Exercise: Count, in the entries below, the lines in which "facet" occurs. Give the number, nothing more.

Source records
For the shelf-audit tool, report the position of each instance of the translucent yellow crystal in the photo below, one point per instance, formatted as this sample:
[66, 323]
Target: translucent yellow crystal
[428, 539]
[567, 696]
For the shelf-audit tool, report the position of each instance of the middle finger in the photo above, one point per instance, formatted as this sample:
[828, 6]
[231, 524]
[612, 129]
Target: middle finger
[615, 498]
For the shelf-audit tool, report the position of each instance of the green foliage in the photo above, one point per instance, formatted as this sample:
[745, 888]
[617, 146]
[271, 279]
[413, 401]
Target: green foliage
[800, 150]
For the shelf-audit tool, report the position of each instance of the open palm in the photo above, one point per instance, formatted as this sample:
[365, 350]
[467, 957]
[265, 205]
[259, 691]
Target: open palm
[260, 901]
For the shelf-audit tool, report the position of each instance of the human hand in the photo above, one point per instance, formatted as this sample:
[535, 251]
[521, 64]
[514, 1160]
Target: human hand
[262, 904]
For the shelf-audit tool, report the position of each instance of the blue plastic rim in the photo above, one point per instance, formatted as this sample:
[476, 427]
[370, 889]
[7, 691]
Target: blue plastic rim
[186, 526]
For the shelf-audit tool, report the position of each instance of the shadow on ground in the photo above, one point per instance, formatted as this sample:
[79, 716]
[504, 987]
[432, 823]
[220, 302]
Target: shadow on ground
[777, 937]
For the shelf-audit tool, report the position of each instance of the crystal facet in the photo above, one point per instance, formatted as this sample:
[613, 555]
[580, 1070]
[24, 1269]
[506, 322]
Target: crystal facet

Result below: 2